▸ **Exercises to complete**
• a. Please answer these questions about the thread on heating tubs outside a rack, one line each:
(i) How many ball pythons does Ezekiel285 keep in a rack?
(ii) What does PitOnTheProwl use for an extra snake in a tub?
(iii) What does UTH stand for?
• b. Summarize the thread on heating tubs outside a rack in two sentences.
* START Text passage *
# Ball Pythons > BP Husbandry > Advanced BP Husbandry >  heating tubs NOT in a rack...?

## John Bolli

Ok, so just a quick question.  How do you heat a tub with a lid on it without it being in a rack with flexwatt or heat cable?  I saw some pix of people keeping their bp's in tubs with lids and they werent in a rack. Just courious. Im sooo new to this but learning fast! thanks in advance.

----------


## Ezekiel285

It works the same way, a lot of people use UTH (under tank heaters). I have 3 ball pythons in a rack and then 1 in a stand alone tub.

----------

John Bolli (11-10-2011)

----------


## PitOnTheProwl

I use flex a watt when i have an extra snake in a tub :Good Job:

----------

John Bolli (11-10-2011)

----------


## John Bolli

> It works the same way, a lot of people use UTH (under tank heaters). I have 3 ball pythons in a rack and then 1 in a stand alone tub.
* END Text passage *
* START Information provided *
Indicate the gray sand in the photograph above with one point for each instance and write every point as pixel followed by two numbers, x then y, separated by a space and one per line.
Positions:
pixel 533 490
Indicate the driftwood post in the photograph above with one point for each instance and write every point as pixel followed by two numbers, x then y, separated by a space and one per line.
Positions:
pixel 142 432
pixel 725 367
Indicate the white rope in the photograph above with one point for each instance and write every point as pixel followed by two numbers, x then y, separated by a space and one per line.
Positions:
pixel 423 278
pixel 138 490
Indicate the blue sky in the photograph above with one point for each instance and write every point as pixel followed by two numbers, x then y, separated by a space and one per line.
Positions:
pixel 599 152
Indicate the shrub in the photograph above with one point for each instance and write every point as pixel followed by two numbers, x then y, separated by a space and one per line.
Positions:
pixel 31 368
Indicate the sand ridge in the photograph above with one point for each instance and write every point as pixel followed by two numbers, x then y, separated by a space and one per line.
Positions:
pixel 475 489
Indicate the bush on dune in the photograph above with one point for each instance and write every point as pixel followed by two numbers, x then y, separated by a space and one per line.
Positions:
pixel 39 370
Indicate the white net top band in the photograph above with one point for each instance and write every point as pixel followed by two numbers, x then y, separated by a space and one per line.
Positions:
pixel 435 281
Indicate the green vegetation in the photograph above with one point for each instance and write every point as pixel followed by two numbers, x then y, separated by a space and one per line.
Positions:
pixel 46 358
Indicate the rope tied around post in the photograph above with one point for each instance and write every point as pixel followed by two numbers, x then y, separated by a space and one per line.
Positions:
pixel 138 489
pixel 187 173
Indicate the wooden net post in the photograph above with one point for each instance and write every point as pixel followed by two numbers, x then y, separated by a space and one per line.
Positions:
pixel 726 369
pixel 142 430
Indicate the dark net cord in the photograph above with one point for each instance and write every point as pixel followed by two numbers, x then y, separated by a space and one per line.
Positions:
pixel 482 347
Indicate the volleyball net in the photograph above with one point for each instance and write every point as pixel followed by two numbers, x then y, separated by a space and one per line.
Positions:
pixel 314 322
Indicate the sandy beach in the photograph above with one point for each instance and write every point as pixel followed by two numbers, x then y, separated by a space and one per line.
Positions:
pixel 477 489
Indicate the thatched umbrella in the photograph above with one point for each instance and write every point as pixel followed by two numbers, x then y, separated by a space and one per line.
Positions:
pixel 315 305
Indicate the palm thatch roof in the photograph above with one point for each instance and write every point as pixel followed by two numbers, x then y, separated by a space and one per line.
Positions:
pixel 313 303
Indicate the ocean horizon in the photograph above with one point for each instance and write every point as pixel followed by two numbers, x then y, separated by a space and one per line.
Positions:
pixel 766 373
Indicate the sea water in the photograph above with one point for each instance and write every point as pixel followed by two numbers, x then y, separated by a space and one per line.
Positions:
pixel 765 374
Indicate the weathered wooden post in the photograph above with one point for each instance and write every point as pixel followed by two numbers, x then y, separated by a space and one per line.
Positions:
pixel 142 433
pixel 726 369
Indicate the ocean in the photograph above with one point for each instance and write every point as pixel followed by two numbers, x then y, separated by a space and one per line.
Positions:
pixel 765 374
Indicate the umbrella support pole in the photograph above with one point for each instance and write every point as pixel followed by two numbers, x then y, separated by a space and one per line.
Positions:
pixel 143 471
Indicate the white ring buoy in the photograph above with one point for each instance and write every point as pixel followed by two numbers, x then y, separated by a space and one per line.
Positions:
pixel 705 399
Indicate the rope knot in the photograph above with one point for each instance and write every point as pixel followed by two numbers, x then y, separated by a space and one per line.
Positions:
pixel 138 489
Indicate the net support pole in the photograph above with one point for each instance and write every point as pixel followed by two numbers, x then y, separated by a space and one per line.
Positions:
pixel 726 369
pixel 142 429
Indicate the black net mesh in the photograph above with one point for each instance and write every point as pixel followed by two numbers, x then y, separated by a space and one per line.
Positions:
* END Information provided *
▸ **Solutions per task**
• a.
(i) 3
(ii) Flex a watt
(iii) Under tank heaters

• b. John Bolli asks how to heat a lidded tub that is not in a rack with flexwatt or heat cable, having seen pictures of ball pythons kept that way. Ezekiel285 replies that it works the same way and that many people use under tank heaters, while PitOnTheProwl uses flex a watt for an extra snake in a tub.